* Dataset rows *
──────
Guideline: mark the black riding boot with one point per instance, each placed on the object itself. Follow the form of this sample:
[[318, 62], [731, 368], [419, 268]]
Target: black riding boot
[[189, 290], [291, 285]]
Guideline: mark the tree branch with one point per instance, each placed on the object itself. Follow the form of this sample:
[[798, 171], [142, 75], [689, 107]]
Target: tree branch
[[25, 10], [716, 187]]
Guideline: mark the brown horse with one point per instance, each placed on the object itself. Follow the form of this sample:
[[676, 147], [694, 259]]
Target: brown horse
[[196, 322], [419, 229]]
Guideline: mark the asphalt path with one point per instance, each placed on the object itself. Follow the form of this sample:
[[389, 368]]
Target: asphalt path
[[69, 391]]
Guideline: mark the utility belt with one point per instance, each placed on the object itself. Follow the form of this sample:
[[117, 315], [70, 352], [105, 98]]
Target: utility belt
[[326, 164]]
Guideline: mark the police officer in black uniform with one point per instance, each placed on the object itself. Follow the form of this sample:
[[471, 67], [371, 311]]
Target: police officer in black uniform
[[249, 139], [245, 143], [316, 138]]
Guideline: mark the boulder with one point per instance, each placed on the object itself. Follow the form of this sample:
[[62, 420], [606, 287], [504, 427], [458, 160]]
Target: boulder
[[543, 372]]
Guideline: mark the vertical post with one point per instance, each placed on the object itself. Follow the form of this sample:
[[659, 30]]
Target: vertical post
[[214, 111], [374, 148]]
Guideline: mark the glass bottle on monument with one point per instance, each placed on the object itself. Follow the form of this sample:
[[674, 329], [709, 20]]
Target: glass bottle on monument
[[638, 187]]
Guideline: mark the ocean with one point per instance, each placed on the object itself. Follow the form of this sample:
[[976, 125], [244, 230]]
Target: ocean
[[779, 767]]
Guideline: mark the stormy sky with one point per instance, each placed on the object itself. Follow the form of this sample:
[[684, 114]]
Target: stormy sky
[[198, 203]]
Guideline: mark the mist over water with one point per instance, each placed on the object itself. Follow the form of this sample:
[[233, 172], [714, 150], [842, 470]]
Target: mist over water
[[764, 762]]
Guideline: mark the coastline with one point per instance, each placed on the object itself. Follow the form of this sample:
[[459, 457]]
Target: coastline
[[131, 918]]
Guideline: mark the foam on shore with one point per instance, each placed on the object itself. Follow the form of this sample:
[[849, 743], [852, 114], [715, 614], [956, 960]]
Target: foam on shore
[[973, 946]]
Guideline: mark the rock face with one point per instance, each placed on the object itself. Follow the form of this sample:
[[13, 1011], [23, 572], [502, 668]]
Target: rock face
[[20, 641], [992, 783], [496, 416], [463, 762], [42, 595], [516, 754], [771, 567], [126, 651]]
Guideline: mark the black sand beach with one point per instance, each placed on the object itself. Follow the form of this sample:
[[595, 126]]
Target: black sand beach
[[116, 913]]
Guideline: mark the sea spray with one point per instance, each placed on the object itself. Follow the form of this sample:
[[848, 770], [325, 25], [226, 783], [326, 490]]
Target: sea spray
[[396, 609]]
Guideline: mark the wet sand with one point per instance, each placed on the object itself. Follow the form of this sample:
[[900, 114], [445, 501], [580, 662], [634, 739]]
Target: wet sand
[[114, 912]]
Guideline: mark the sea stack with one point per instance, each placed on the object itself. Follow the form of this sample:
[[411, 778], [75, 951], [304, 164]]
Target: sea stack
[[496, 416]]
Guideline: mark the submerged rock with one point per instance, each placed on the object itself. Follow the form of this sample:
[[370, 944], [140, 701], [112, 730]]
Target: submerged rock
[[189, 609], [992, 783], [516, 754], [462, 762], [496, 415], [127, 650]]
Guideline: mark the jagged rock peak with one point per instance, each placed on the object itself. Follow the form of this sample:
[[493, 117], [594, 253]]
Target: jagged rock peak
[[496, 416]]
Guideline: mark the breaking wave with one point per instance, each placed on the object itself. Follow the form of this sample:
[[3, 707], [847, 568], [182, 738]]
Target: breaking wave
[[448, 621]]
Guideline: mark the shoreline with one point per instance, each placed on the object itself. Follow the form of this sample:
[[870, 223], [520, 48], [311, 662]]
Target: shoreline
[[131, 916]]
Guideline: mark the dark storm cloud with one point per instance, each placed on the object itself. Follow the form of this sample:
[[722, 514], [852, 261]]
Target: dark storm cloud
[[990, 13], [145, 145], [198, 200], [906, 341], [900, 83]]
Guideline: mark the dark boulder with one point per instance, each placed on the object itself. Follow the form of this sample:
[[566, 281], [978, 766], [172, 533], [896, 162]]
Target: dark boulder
──────
* Written problem *
Reproduce every one of the records above verbatim, with no changes.

* Solution to this problem *
Guideline: mark the black riding boot with one point per instance, each placed on the object itself. Follow the form of this sample:
[[318, 62], [731, 368], [419, 268]]
Target: black riding boot
[[189, 290], [291, 285]]
Guideline: mark the tree branch with one point per instance, each placed on the object itself. Follow the form of this sample:
[[798, 171], [142, 75], [689, 107]]
Target: tree branch
[[25, 10], [716, 187]]
Guideline: mark the brown horse with one point per instance, each placed on the object itself. Follow the form of this sample:
[[676, 147], [694, 259]]
Target: brown horse
[[196, 322], [419, 229]]
Guideline: mark the asphalt path with one point per instance, each placed on the object itself. Follow the form of this sample:
[[389, 368]]
Target: asphalt path
[[69, 391]]
Guideline: mark the utility belt with one point per instance, each placed on the object itself. Follow the form of this sample:
[[117, 315], [70, 352], [105, 98]]
Target: utility belt
[[326, 164]]
Guideline: mark the police officer in black uniform with one point per instance, each placed on the object itself. Follow the form of this sample:
[[471, 67], [371, 311]]
Target: police officer in black uniform
[[249, 139], [245, 143], [316, 138]]
Guideline: mark the boulder with one point per instance, each placed on the object itself. Follow the form of this sample:
[[62, 420], [606, 287], [504, 427], [458, 160]]
Target: boulder
[[543, 372]]
Guideline: mark the vertical post with one point per instance, each placed on the object itself. Follow the form of this sample:
[[659, 30]]
Target: vertical post
[[214, 111], [374, 148]]
Guideline: mark the glass bottle on monument with one point per instance, each placed on the object itself. Follow the form of this sample:
[[674, 329], [709, 20]]
Target: glass bottle on monument
[[638, 187]]
Guideline: mark the ocean with one point per instance, each placed on the object itself. Follow the form of this sample:
[[976, 125], [244, 230]]
Target: ocean
[[779, 767]]
Guideline: mark the stormy sky with one point per instance, each placed on the object itself. Follow the form of this sample:
[[684, 114]]
Target: stormy sky
[[198, 203]]
Guideline: mark the mist over water with one point per instance, each placed on the object itself. Follow the form of this sample:
[[233, 172], [714, 150], [842, 470]]
Target: mist over water
[[764, 762]]
Guideline: mark the coastline with one point per instance, each placed on the object itself. Follow the form of this sample:
[[459, 457]]
Target: coastline
[[131, 918]]
Guideline: mark the foam on shore with one point per instance, each placed on the object itself. Follow the form of this sample:
[[849, 743], [852, 114], [715, 614], [956, 960]]
Target: foam on shore
[[973, 946]]
Guideline: mark the rock face with one point per instance, each placed on the object itself. Follow the form of this sample:
[[13, 1011], [23, 572], [502, 668]]
Target: rock face
[[20, 641], [992, 783], [496, 416], [463, 762], [42, 595], [516, 754], [771, 567], [126, 651]]
Guideline: mark the black sand beach with one point per instance, each placed on the object itself. Follow the form of this sample:
[[595, 126]]
Target: black sand beach
[[116, 913]]
Guideline: mark the sea spray with one point per instance, each placed on the object itself. Follow the form of this sample:
[[848, 770], [325, 25], [226, 783], [326, 490]]
Target: sea spray
[[396, 609]]
Guideline: mark the wet sand with one point per instance, each placed on the object itself. Follow the form of this sample:
[[900, 114], [445, 501], [580, 662], [634, 739]]
Target: wet sand
[[114, 912]]
Guideline: mark the sea stack with one point per instance, each placed on the object itself. Follow the form of this sample:
[[411, 778], [75, 951], [304, 164]]
Target: sea stack
[[496, 416]]
Guideline: mark the submerged rock with one point per instance, each placed on the object itself. Follow the form of this sample:
[[370, 944], [140, 701], [112, 730]]
Target: submerged rock
[[189, 609], [992, 783], [516, 754], [462, 762], [496, 415], [127, 650]]
Guideline: mark the jagged rock peak with one point per instance, each placed on the object itself. Follow the form of this sample:
[[493, 117], [594, 253]]
Target: jagged rock peak
[[496, 416]]
Guideline: mark the breaking wave with one point per instance, each placed on the object itself. Follow the form of this sample:
[[3, 707], [847, 568], [182, 738]]
Target: breaking wave
[[448, 621]]
Guideline: mark the shoreline with one point per instance, each placed on the object itself. Follow the form of this sample:
[[870, 223], [520, 48], [311, 662]]
Target: shoreline
[[131, 916]]
Guideline: mark the dark storm cloud with one point per instance, each placed on the object itself. Follow the form of this sample:
[[722, 514], [852, 261]]
Target: dark storm cloud
[[990, 13], [145, 145], [198, 200], [906, 341], [900, 83]]
Guideline: mark the dark boulder with one point per instance, each placed on the object itself. Follow the form of this sample:
[[566, 281], [978, 766], [172, 533], [896, 162]]
Target: dark boulder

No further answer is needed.